* start *

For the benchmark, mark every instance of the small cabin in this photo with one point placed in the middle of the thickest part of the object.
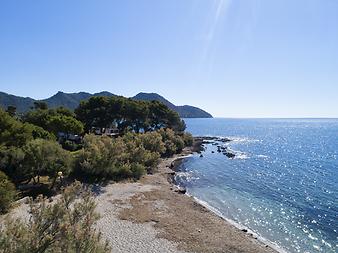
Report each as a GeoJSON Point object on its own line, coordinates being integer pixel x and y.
{"type": "Point", "coordinates": [109, 131]}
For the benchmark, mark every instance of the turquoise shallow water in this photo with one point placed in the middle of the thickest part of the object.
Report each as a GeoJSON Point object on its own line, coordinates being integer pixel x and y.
{"type": "Point", "coordinates": [282, 184]}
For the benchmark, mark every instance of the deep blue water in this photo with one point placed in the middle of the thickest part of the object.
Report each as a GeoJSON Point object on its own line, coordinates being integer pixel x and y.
{"type": "Point", "coordinates": [283, 183]}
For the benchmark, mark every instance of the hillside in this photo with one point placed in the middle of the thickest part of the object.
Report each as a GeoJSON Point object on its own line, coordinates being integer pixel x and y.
{"type": "Point", "coordinates": [72, 100]}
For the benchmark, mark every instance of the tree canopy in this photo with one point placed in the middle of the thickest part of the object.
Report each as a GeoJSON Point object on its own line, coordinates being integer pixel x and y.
{"type": "Point", "coordinates": [127, 114]}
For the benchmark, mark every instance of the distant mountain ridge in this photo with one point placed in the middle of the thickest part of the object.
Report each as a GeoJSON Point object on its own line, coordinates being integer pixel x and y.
{"type": "Point", "coordinates": [72, 100]}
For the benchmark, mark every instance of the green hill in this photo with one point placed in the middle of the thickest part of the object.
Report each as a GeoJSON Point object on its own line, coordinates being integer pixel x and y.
{"type": "Point", "coordinates": [72, 100]}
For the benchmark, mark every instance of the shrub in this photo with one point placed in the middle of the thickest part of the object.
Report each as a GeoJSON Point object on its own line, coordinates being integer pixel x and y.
{"type": "Point", "coordinates": [46, 158]}
{"type": "Point", "coordinates": [172, 141]}
{"type": "Point", "coordinates": [64, 226]}
{"type": "Point", "coordinates": [106, 158]}
{"type": "Point", "coordinates": [7, 193]}
{"type": "Point", "coordinates": [188, 139]}
{"type": "Point", "coordinates": [153, 142]}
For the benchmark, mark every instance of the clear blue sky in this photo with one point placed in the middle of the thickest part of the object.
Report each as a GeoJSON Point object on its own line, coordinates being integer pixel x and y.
{"type": "Point", "coordinates": [239, 58]}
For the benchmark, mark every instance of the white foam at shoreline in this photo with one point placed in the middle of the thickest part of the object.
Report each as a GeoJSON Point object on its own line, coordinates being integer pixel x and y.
{"type": "Point", "coordinates": [239, 226]}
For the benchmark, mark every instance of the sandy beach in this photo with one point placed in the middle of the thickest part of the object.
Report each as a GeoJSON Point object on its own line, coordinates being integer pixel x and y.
{"type": "Point", "coordinates": [152, 215]}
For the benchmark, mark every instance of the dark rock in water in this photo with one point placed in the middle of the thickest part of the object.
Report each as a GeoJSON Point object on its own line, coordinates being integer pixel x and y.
{"type": "Point", "coordinates": [180, 190]}
{"type": "Point", "coordinates": [229, 154]}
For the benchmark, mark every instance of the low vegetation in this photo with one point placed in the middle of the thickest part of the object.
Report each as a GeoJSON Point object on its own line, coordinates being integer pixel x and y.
{"type": "Point", "coordinates": [35, 148]}
{"type": "Point", "coordinates": [7, 193]}
{"type": "Point", "coordinates": [64, 226]}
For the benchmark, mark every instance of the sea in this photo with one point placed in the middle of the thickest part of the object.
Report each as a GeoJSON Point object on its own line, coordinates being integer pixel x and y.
{"type": "Point", "coordinates": [282, 184]}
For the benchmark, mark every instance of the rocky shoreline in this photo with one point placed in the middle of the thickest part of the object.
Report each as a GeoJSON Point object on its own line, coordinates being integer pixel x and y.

* end *

INSTRUCTION: Leave out the pictures and reproduce the rest of the listing exactly.

EXERCISE ANSWER:
For the benchmark, mark every instance of the small cabin in this photo with one point placed in the middle of the thickest part of the object.
Report each as a GeoJSON Point object on its own line, coordinates being integer pixel x and y.
{"type": "Point", "coordinates": [109, 131]}
For the benchmark, mark every instance of the turquoise shallow water in this photo with one point placed in the middle of the thickest part of the object.
Report each as a GeoJSON Point object on its own line, coordinates being integer pixel x and y.
{"type": "Point", "coordinates": [282, 184]}
For the benchmark, mark every instance of the deep blue water in this photo with one point placed in the middle of the thickest part of the object.
Report each as a GeoJSON Point object on its own line, coordinates being integer pixel x and y.
{"type": "Point", "coordinates": [283, 183]}
For the benchmark, mark every instance of the hillside in this photo with one point placed in the middle of the thickest part of the object.
Report each as a GeoJSON Point object on its own line, coordinates being integer pixel x and y.
{"type": "Point", "coordinates": [72, 100]}
For the benchmark, mark every instance of the tree canopy in this photo with one point placed in the middle of the thickest part of the object.
Report each as a GeoJSON Point object on its own line, coordinates being integer pixel x and y.
{"type": "Point", "coordinates": [127, 114]}
For the benchmark, mark every instance of the distant mountain ridge in this photo with one point placed in the middle of the thickest part of the object.
Report each as a GeoJSON Point object on its own line, coordinates being integer pixel x and y.
{"type": "Point", "coordinates": [72, 100]}
For the benchmark, mark every instance of the green hill in this photo with one point placed in the middle of the thickest part of the object.
Report each as a GeoJSON Point object on its own line, coordinates being integer pixel x and y.
{"type": "Point", "coordinates": [72, 100]}
For the benchmark, mark every instance of the shrub in this photo with one point placed in the middle of the thickest part of the object.
Report each as a GeoJSON Point object on its own line, coordinates being integer pixel x and y.
{"type": "Point", "coordinates": [46, 158]}
{"type": "Point", "coordinates": [172, 141]}
{"type": "Point", "coordinates": [64, 226]}
{"type": "Point", "coordinates": [106, 158]}
{"type": "Point", "coordinates": [7, 193]}
{"type": "Point", "coordinates": [188, 139]}
{"type": "Point", "coordinates": [153, 142]}
For the benchmark, mark every instance of the clear blue sky in this photo with one point placed in the middle of the thickest part of the object.
Report each as a GeoJSON Point object on its own line, coordinates being integer pixel x and y.
{"type": "Point", "coordinates": [239, 58]}
For the benchmark, mark every instance of the white foam at shoreline in this photo with one point placed in the middle of the thickest part of the object.
Report each as a GeoJSON Point object on its own line, coordinates being integer pixel x and y.
{"type": "Point", "coordinates": [239, 226]}
For the benchmark, mark every instance of the sandy beach in this photo with one point placed in the middle of the thickest part of the object.
Report each as a GeoJSON Point object on its own line, coordinates being integer pixel x and y.
{"type": "Point", "coordinates": [152, 215]}
For the benchmark, mark every instance of the dark rock in water in this photo with one point placed in the middle of the thickest part of the object.
Report each as a GeoJSON Point object on its own line, coordinates being integer pixel x and y.
{"type": "Point", "coordinates": [180, 190]}
{"type": "Point", "coordinates": [229, 154]}
For the benchmark, mark every instance of the low vegetation in this photo with one point placed in the middle of the thickest part of the object.
Report each as a GeoJSON Point object on its own line, coordinates being integer pixel x and y.
{"type": "Point", "coordinates": [35, 148]}
{"type": "Point", "coordinates": [7, 193]}
{"type": "Point", "coordinates": [64, 226]}
For the benchmark, mark every instance of the sea in this photo with one point placed in the middle of the thickest part of the object.
Report each as a GeoJSON Point object on its own line, coordinates being integer pixel x and y.
{"type": "Point", "coordinates": [282, 184]}
For the benchmark, mark every instance of the rocky shoreline in this photo with one point placed in the middle of the thickest part of the object.
Report each as a GeoJSON Point object on its own line, coordinates being integer pixel x and y.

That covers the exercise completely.